* begin INPUT MATERIAL *

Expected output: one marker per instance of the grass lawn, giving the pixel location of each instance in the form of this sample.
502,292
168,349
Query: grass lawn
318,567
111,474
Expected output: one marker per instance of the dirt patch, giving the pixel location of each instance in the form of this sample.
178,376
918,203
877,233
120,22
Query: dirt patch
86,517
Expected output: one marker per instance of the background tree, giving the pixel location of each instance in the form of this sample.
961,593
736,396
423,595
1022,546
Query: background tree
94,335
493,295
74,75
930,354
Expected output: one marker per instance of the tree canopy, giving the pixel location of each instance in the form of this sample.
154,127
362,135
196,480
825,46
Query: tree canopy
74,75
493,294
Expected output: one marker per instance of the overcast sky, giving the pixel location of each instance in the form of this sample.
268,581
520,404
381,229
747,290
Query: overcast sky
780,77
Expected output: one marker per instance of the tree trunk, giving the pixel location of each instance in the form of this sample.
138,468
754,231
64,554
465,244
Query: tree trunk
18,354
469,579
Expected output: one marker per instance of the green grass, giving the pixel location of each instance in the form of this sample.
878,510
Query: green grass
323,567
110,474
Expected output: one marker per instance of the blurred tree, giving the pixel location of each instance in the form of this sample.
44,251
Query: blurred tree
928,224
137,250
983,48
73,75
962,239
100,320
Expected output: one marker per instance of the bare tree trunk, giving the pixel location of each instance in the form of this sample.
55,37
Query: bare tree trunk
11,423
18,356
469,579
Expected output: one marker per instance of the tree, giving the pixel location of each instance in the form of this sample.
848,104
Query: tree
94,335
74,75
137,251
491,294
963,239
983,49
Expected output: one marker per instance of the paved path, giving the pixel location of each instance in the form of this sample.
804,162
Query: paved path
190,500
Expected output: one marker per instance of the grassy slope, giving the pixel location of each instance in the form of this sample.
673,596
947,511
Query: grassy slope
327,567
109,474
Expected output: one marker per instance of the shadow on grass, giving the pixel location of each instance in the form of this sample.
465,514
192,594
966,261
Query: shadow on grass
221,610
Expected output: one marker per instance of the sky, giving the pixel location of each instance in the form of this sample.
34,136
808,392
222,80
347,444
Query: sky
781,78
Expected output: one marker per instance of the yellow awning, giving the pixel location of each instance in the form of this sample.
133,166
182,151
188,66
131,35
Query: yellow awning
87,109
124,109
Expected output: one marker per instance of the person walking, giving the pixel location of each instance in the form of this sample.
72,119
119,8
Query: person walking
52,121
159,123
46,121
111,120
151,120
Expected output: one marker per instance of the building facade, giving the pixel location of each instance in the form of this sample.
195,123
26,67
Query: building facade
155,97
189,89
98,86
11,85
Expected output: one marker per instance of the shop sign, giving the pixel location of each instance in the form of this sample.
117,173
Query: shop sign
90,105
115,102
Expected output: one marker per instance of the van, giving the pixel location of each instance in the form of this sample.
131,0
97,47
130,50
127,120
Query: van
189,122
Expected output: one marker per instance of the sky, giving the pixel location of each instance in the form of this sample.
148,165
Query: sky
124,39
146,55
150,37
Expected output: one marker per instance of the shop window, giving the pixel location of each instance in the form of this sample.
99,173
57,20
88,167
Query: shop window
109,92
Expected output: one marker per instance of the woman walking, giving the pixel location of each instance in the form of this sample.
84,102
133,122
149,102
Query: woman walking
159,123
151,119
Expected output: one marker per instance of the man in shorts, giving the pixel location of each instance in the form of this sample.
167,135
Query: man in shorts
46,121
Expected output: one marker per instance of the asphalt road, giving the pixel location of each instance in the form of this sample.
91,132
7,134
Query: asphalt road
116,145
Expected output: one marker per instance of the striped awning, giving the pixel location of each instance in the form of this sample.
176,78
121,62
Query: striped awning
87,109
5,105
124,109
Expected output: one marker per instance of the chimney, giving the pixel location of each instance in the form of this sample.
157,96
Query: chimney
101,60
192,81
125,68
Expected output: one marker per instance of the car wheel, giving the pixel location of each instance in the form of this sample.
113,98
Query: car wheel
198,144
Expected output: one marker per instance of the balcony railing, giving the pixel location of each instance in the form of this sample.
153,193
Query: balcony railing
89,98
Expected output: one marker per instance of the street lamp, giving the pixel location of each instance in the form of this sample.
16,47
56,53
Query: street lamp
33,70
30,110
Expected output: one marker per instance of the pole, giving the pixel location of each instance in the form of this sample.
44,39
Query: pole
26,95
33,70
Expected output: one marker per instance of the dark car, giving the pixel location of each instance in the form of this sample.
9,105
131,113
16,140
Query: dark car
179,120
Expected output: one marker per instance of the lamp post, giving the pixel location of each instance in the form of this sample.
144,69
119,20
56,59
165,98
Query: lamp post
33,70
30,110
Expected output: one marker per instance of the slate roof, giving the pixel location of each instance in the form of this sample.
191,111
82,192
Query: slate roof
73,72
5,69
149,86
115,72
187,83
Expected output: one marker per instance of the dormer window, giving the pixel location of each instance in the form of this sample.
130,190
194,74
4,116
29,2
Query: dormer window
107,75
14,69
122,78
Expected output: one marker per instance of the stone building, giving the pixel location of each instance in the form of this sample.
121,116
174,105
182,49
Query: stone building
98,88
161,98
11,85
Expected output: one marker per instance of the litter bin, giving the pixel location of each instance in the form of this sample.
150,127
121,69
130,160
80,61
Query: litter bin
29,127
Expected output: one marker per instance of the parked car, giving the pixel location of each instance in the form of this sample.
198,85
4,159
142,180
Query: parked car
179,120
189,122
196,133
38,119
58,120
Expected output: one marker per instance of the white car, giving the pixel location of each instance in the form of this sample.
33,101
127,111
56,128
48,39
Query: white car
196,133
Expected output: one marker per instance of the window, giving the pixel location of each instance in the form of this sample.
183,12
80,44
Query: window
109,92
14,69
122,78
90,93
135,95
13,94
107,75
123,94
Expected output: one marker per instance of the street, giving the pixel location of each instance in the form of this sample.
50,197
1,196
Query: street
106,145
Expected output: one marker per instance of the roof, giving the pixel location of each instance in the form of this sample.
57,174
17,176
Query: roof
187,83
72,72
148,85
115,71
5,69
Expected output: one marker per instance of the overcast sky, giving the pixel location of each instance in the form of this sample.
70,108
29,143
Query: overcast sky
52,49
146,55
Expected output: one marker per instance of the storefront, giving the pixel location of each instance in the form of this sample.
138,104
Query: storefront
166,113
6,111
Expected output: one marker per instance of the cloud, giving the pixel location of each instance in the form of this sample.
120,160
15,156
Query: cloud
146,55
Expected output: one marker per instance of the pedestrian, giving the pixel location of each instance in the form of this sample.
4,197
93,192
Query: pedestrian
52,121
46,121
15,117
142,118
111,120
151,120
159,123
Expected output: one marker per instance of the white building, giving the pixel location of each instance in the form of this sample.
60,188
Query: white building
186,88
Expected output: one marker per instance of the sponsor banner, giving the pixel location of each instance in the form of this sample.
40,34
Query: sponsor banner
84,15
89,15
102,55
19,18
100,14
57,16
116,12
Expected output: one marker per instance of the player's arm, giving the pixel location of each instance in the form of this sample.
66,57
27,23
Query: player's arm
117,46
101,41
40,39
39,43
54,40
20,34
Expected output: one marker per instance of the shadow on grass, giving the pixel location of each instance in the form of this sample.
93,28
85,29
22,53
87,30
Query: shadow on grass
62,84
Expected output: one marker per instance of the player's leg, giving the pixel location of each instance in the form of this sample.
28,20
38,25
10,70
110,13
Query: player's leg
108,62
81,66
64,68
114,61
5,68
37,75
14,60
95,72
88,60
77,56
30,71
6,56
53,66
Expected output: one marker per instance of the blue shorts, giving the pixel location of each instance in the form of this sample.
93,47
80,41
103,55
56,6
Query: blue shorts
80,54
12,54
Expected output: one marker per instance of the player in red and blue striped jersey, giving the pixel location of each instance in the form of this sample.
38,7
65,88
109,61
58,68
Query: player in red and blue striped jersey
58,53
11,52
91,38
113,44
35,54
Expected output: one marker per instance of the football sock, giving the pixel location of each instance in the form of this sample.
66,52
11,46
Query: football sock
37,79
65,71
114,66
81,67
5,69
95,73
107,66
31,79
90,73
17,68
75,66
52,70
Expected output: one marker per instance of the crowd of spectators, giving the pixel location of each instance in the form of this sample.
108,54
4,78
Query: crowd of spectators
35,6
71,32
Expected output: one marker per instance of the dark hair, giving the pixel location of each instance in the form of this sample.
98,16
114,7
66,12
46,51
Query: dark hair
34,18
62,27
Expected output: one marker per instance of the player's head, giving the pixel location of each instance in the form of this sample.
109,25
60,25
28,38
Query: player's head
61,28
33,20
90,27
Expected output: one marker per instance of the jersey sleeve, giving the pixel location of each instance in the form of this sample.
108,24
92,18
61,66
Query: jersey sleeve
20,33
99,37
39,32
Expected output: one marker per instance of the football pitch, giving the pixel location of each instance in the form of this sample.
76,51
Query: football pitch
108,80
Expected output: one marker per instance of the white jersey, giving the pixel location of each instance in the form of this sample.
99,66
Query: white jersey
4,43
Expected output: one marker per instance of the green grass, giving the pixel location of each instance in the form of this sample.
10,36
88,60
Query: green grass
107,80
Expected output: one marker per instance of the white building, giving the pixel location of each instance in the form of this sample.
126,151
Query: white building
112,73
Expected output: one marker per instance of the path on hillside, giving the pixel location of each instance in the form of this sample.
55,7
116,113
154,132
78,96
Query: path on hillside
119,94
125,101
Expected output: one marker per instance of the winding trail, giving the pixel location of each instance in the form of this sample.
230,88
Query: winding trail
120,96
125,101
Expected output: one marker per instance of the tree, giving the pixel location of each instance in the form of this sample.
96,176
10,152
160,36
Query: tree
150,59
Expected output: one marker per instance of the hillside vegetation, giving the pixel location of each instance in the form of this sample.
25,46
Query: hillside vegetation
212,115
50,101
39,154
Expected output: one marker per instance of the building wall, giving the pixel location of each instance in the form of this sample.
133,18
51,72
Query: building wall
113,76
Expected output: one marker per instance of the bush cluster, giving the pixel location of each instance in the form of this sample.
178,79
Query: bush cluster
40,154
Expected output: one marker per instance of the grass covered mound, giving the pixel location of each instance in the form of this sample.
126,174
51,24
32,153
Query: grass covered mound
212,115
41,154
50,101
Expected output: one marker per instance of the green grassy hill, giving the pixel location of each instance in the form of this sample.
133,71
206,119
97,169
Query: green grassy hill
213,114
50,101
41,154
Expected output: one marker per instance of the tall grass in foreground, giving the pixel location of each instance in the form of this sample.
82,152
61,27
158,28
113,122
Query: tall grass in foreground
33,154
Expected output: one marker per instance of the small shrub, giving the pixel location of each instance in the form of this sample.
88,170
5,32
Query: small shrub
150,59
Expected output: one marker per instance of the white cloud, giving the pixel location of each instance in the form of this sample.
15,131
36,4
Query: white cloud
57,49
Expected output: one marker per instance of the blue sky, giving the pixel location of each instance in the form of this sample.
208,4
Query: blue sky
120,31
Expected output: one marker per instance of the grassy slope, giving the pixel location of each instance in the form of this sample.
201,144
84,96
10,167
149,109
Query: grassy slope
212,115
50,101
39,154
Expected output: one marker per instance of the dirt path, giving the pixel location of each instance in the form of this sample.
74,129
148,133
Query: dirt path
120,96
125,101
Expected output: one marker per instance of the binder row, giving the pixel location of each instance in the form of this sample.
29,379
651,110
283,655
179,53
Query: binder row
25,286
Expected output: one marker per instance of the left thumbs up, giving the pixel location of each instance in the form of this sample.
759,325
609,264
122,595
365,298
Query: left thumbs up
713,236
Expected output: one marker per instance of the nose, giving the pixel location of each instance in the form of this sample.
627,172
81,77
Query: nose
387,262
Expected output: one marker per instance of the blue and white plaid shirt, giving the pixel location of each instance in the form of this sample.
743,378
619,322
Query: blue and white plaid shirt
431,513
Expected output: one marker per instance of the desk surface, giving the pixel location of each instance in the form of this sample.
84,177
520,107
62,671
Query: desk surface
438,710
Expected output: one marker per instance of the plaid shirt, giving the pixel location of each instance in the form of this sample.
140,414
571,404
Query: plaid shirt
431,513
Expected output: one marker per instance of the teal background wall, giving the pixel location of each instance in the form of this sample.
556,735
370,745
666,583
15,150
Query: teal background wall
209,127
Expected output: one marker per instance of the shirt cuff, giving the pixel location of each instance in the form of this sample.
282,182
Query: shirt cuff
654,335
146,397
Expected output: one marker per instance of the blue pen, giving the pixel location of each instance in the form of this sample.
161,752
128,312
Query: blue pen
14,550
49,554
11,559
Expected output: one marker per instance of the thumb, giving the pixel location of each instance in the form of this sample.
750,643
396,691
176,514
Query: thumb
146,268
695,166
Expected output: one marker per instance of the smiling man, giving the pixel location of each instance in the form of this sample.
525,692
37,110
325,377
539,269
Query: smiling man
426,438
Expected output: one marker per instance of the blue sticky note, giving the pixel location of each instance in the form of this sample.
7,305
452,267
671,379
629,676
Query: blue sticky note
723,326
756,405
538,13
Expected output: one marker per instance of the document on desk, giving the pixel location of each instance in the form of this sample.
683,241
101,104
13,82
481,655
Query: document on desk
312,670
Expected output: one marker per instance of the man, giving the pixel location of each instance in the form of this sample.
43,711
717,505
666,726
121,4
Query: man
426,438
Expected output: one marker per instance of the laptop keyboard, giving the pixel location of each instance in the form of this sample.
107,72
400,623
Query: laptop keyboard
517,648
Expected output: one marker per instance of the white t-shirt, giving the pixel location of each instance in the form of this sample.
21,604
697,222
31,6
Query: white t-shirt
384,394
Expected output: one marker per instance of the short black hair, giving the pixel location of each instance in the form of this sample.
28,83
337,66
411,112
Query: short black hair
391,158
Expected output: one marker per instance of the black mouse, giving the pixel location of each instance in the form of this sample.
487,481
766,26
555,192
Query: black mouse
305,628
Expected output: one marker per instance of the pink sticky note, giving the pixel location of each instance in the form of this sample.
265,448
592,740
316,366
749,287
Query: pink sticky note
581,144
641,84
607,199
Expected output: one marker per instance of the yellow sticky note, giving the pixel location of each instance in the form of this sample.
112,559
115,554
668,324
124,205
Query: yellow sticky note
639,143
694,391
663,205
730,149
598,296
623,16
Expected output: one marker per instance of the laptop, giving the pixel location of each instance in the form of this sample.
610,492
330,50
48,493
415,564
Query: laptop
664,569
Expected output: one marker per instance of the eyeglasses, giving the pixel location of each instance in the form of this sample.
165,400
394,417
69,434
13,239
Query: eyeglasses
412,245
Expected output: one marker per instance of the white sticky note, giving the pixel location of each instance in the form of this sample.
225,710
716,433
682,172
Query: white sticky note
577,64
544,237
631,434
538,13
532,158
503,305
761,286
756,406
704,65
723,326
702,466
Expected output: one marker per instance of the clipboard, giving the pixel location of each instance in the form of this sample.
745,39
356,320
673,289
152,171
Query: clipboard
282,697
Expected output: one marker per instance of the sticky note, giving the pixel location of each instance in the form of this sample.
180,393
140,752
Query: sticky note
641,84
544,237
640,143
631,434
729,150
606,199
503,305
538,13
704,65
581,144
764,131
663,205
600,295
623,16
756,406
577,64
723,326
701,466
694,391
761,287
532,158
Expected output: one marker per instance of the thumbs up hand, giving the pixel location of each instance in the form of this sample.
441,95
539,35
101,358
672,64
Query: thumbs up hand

* end INPUT MATERIAL *

* WRITTEN EXERCISE: Your task is to extract the lines running from the one with "Expected output: one marker per instance of the white sticky" to the end of the material, inclusive, copying each exactly and adding nothing.

* WRITTEN REPLY:
Expected output: one marker per instance of the white sticky note, giving the pixel location of each instance in the form of this sample.
225,710
716,433
682,172
Query: white sticky note
577,64
544,237
631,434
538,13
532,158
503,305
761,286
756,406
704,65
723,326
702,466
Expected output: one marker per instance of the clipboard, giving the pixel location of each instance in the form of this sample.
745,39
356,320
673,289
152,171
Query: clipboard
282,697
Expected output: one marker per instance of the sticky note, giving the pixel location of each instance in the form of this sample.
180,393
140,752
Query: sticky note
641,84
544,237
640,143
631,434
729,150
606,199
503,305
538,13
704,65
581,144
764,131
663,205
600,295
623,16
756,406
577,64
723,326
701,466
694,391
761,287
532,158
Expected output: one marker per instance of the thumbs up hand, giving the pixel location of each instance in the form of this sample.
441,95
539,35
101,358
672,64
Query: thumbs up hand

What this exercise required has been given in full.